(Listed records):
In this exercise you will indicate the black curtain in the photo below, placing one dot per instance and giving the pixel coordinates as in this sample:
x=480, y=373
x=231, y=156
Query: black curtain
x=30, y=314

(Set problem):
Can you write out all of the lines above again, word for word?

(Exercise result):
In this exercise you will indicate the black curtain in the photo below, placing one dot per instance and giving the pixel coordinates as in this sample:
x=480, y=373
x=231, y=156
Query: black curtain
x=30, y=314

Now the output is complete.